▶ [ABOUT THIS EXERCISE] Where a record holds a picture, leave the picture out; otherwise repeat every record exactly.

Stored dataset items
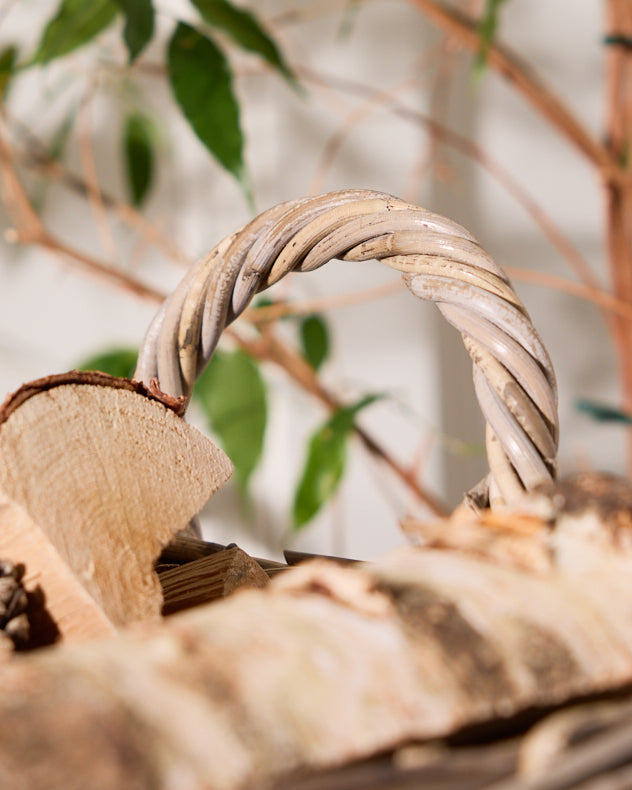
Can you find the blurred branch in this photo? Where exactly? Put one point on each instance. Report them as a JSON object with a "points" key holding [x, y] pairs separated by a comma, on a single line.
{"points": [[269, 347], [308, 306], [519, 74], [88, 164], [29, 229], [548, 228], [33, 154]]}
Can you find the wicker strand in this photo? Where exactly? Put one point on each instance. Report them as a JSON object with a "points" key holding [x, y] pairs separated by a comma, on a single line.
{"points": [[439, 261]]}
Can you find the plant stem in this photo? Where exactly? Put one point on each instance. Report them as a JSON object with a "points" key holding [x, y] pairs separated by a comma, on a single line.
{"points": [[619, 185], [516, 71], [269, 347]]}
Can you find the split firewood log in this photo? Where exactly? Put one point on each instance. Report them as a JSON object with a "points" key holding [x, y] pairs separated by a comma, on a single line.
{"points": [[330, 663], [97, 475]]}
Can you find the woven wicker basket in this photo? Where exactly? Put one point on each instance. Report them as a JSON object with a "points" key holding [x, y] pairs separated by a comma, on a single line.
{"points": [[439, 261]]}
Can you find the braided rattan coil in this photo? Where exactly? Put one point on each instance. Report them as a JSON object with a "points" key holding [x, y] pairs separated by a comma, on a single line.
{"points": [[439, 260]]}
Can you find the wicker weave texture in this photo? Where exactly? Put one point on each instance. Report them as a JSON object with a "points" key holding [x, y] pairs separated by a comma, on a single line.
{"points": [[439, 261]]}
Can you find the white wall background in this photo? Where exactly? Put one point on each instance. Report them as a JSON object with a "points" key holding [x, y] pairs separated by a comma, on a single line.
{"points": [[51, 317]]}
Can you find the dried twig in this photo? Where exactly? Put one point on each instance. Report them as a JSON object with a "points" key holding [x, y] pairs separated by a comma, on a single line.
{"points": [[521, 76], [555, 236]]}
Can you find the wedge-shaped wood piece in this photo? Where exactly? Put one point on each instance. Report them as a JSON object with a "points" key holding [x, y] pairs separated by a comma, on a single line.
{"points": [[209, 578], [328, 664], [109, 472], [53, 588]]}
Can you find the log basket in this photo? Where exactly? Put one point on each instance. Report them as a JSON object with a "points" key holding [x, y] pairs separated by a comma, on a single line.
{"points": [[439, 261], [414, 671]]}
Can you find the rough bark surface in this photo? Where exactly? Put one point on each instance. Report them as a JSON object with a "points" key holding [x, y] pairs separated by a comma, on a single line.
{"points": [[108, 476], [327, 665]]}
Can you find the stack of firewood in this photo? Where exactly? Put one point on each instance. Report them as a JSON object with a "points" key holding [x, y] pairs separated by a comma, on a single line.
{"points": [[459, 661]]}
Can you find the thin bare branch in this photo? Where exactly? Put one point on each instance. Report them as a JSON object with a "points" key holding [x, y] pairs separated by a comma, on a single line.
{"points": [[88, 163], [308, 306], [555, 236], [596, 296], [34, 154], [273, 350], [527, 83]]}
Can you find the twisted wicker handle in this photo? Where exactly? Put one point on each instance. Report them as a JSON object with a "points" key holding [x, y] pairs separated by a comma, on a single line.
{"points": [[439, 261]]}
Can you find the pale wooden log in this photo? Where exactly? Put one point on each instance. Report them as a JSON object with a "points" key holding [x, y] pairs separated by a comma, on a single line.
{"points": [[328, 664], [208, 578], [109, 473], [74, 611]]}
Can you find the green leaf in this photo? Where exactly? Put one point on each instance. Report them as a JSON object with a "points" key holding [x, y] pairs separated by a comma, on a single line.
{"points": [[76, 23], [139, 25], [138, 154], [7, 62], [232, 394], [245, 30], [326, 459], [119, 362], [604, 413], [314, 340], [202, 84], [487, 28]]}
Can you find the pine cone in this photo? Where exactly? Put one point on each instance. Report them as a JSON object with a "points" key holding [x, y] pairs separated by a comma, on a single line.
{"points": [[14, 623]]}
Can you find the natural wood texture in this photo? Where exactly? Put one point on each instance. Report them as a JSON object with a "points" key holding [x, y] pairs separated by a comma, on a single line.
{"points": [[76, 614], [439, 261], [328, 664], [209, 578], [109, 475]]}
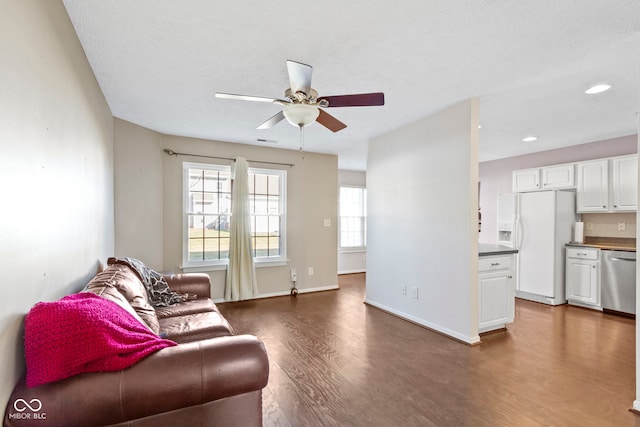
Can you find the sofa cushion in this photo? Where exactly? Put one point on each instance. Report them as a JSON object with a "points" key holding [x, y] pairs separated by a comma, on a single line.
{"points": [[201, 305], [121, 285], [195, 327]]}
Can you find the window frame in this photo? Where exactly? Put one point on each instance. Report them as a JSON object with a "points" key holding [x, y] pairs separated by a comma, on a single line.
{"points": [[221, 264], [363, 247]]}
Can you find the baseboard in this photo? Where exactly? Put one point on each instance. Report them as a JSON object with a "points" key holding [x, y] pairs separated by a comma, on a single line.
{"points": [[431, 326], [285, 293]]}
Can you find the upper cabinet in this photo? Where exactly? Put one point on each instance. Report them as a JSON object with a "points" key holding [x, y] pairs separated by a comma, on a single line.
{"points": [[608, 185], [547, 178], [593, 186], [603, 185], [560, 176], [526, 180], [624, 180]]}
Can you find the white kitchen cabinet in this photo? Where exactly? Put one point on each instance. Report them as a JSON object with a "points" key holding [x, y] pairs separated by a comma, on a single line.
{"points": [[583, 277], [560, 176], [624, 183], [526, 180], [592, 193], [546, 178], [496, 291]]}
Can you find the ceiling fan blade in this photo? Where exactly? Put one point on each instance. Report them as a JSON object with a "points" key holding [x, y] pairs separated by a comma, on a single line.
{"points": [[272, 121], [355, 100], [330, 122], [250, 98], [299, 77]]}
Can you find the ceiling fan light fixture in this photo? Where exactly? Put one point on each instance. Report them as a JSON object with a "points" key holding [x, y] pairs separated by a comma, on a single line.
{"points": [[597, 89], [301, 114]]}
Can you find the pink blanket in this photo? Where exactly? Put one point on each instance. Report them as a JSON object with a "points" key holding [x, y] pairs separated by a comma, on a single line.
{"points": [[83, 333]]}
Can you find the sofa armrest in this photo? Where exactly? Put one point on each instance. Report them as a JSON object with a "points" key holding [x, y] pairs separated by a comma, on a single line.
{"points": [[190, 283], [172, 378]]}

▶ [REPLY TO THE TASK]
Can you find the blurred branch in this photo? Where exactly? Put one point on each instance. Report them as a JSON object with a "points" key holding [x, y] pairs separated by a comma, on a single line.
{"points": [[269, 347], [308, 306], [519, 74], [88, 164], [29, 229], [548, 228], [33, 154]]}
Can you find the wicker strand in this photo? Where exactly? Put one point on each instance. Report them as a JSON object with a "points" key holding [x, y] pairs separated by a comma, on a single line.
{"points": [[439, 261]]}
Can you find the plant stem in this photo? Where exactly? Put one point on each instance. Report them as a JSON object with a "points" key holding [x, y] pairs separated by a comma, on a single line.
{"points": [[619, 185], [516, 71], [269, 347]]}
Can you find the split firewood log in this photo? Where exactly? Put one point on each instance. Report them as a JSON object with a "points" key holding [x, y] pairs separated by a comma, on a single line.
{"points": [[330, 663], [97, 475]]}
Can you find the woven wicker basket in this photo? Where exactly? Put one point on each instance. Report them as a JSON object with a "points" key holding [x, y] pairs separated by a comma, on a single line.
{"points": [[439, 261]]}
Can you find the braided rattan coil in this photo? Where exactly? Put one point on each instance. Report them as a JSON object with a "points" key holding [x, y] pairs separated by a comma, on a single line.
{"points": [[439, 260]]}
Can you find the wicker weave texture in this photo? Where exactly? Put one point on each instance. Report them as a JSON object with a "points" key holding [x, y] pairs separated by a comma, on a single line.
{"points": [[439, 261]]}
Can you find the white wall background in this photo? Where exactly? Put one point on each instance. Report them as a JSON object with a "points" key holding [x, y] pairs separated by a comma, on a single line.
{"points": [[51, 317]]}
Can you find the dried twig in this photo? Where exactly? Put one point on each instance. Report them as a JSON object with a "points" key holding [x, y] pairs separated by a comma, on a single line.
{"points": [[521, 76], [555, 236]]}
Can you find the wedge-shaped wood piece in this photo? Where exactly? Put one point on each instance. Report them as a JSON object with a "points" key holding [x, y] pairs separated by a comma, on a single line.
{"points": [[209, 578], [328, 664], [109, 472], [53, 588]]}
Can you find the log basket in this photo? Where exactly? Put one point on each instance. Report them as a JSON object with a "points" key holding [x, y] pairs separated by a comma, on a single line.
{"points": [[439, 261], [414, 671]]}
Can you find the rough bark surface in this photo? Where exactly? Put one point on each instance. Report them as a JSON object with a "points" key holding [x, y] pairs separated by a comma, on a single line.
{"points": [[108, 476], [327, 665]]}
Can you find the stack of firewood in this photo? Where exactly? Put one point on each instance. Report them as a JSON object with a "points" key holding [x, y] pairs separated by a comma, on a single line.
{"points": [[459, 661]]}
Can you find the thin bare branch in this photo? Where exactly? Put one point on each instance. Report them as a JSON object with a "points" key holding [x, y] pairs separated by a comma, on a single line.
{"points": [[88, 163], [308, 306], [555, 236], [596, 296], [34, 154], [273, 350], [527, 83]]}
Can you find the twisted wicker handle in this photo? Where exactly? Put one point on each instance. Report them as a JSON object with a "points" key holding [x, y] pairs separated by a comma, on a single line.
{"points": [[439, 261]]}
Can you find the pale wooden log in this photo? Where exactly? Put one point on each instance. Report them as a JSON object with a "points" key holding [x, y] pairs separated by a comma, on a single line.
{"points": [[328, 664], [208, 578], [109, 473], [74, 611]]}
Can you find the green leaf in this photo? Where exactly? Put one point on each instance. Report them as a JSON object with a "points" key holding [x, y] pairs separated by a comma, on a single line.
{"points": [[76, 23], [139, 25], [138, 154], [7, 62], [232, 394], [245, 30], [326, 459], [119, 362], [604, 413], [314, 340], [202, 84], [487, 28]]}
Can you find the pine cone in this photo? Where exactly? Put one point on each instance. Report them as a JSON object with a "points" key holding [x, y] pairs separated by a comma, on a single line.
{"points": [[14, 623]]}
Can you find the natural wood texture in this photo? Where exactly? Put one point on each instance. Report them as a JSON object with a "points" key holding [x, y] pairs separated by a comma, on a single line.
{"points": [[76, 614], [439, 261], [328, 664], [209, 578], [109, 475]]}
Can you find the sofa cushion in this photo? Where exactly? Put one point on each instance. Report them as a JSON object with a "points" key holding [x, y] pairs separated by a comma, on a single line.
{"points": [[201, 305], [121, 285], [195, 327]]}
Can you find the window frame in this photo? Where exactly? Put one point on each instance. Report them as a JSON object with a "points" key holding [x, y] pairs separated by a comma, on a single line.
{"points": [[221, 264], [363, 247]]}
Can you find the baseboard in this photo? Where exactly? Put one point on each instance. Report them as a JSON object with a "points" key holding [x, y] pairs separated by a comma, on a single line.
{"points": [[431, 326], [285, 293]]}
Can you find the upper cabinet in this photo? Where exactly? Put one point on each instance. Report them as a JSON object with a "points" key holding [x, y] pairs separated by a comma, on a single line.
{"points": [[608, 185], [547, 178], [593, 186], [603, 185], [560, 176], [526, 180], [624, 180]]}
Can you find the white kitchen cabinet in this photo? Where exactly? Put one point on each instance. Report them as a JSON object with a "points" key holding [x, y] pairs separated by a comma, on a single line.
{"points": [[583, 277], [560, 176], [624, 183], [526, 180], [592, 193], [546, 178], [496, 291]]}
Can you find the ceiling fan blade in this photo? Where exactly? Put one point on each instance. Report them as a JSON object with a "points" key holding [x, y] pairs separated by a comma, on a single line.
{"points": [[272, 121], [355, 100], [330, 122], [250, 98], [299, 77]]}
Can you find the ceiling fan light fixture in this photo? Where exactly? Put one point on each instance. Report them as a JSON object with a "points" key holding [x, y] pairs separated by a comma, on a single line.
{"points": [[597, 89], [301, 114]]}
Can you find the pink blanket in this photo? Where exactly? Put one point on each instance. Report them as a JSON object with a "points" key holding [x, y] pairs separated by a comma, on a single line.
{"points": [[83, 333]]}
Can you find the sofa armrest in this photo? Where exactly? Put one point on each instance. Report them as a JSON object with a "points" key holding [x, y] pairs separated by a comma, on a single line.
{"points": [[190, 283], [172, 378]]}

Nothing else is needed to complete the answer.